→ **Written exercise**: Extract each line of the material below that contains the word "cabin", copying every such line in full.

→ **Raw records**:
>> Start

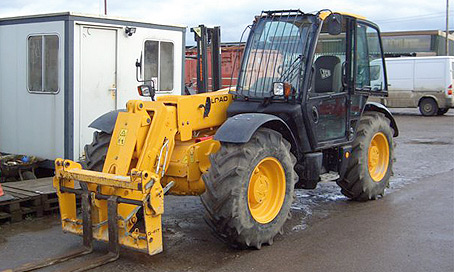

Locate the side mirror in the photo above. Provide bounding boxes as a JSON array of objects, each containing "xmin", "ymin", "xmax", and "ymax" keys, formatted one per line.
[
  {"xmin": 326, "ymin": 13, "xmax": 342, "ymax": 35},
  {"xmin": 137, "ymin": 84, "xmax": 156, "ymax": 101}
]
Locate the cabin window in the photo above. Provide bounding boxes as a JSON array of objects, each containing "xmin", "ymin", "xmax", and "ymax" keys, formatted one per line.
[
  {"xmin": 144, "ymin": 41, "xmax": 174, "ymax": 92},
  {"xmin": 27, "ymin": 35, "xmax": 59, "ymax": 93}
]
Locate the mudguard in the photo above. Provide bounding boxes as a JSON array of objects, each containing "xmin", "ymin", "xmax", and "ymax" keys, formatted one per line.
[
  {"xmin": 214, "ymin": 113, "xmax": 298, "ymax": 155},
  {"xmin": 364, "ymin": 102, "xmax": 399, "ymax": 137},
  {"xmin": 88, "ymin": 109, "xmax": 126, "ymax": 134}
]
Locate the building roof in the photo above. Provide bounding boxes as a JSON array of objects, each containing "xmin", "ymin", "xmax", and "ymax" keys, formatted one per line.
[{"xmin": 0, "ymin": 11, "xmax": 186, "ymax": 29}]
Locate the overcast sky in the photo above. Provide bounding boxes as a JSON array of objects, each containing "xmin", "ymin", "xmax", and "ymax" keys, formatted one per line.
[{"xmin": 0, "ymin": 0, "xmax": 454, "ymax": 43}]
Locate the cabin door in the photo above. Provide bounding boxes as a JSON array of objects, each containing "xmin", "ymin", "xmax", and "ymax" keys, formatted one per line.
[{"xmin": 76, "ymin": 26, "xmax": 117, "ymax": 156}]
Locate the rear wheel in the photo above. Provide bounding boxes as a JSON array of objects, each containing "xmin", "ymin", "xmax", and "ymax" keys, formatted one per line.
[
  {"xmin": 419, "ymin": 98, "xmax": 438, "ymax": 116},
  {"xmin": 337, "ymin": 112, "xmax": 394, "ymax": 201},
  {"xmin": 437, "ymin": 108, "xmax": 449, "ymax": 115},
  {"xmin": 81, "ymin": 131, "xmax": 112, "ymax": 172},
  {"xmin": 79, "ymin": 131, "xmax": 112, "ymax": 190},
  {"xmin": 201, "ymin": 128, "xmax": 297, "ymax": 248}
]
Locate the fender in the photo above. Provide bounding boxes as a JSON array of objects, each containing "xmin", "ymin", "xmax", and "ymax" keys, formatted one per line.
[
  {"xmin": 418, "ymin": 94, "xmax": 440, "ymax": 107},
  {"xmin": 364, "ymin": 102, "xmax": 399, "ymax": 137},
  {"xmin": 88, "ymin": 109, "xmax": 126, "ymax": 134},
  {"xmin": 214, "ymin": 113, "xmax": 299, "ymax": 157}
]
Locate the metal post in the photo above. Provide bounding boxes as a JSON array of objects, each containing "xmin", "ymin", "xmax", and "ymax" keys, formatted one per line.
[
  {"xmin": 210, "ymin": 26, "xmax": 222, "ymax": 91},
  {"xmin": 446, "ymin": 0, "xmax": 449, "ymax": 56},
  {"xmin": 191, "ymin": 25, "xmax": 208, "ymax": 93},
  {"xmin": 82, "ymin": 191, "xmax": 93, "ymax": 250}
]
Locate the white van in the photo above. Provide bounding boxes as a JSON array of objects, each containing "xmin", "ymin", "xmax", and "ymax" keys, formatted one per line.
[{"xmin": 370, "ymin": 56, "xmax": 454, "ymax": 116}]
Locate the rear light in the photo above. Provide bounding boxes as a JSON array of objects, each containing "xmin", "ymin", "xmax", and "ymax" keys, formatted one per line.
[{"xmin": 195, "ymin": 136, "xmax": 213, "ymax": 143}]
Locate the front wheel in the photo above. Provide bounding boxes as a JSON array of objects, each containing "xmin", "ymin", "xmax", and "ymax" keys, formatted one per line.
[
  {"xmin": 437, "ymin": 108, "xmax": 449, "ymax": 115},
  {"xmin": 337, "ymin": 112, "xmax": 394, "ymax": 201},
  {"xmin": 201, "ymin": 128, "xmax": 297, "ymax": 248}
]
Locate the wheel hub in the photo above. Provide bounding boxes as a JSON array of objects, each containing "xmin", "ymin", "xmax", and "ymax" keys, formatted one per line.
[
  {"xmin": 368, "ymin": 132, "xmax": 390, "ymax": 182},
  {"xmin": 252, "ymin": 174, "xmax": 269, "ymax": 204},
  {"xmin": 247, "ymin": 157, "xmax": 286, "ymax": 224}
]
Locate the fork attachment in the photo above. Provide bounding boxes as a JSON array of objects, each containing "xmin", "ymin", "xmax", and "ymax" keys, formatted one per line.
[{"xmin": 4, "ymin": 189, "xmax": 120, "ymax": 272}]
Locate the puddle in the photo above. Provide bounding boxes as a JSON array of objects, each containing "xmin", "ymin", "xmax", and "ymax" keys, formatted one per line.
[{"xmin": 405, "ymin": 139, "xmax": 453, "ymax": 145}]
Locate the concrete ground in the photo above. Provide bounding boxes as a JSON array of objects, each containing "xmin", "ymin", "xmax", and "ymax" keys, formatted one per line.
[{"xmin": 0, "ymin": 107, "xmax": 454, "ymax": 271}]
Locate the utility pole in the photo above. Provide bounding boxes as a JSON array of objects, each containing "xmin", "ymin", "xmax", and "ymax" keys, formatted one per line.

>> End

→ **Output of the exercise**:
Locate the cabin window in the photo above. Provide bounding boxes as a JSON array of objects, each containing "xmin", "ymin", "xmax", and "ymax" keys, formatted one per line.
Locate the cabin door in the photo above. Provide bounding boxes as a JSON array of objects, each containing "xmin", "ymin", "xmax", and "ymax" keys, formatted one per line.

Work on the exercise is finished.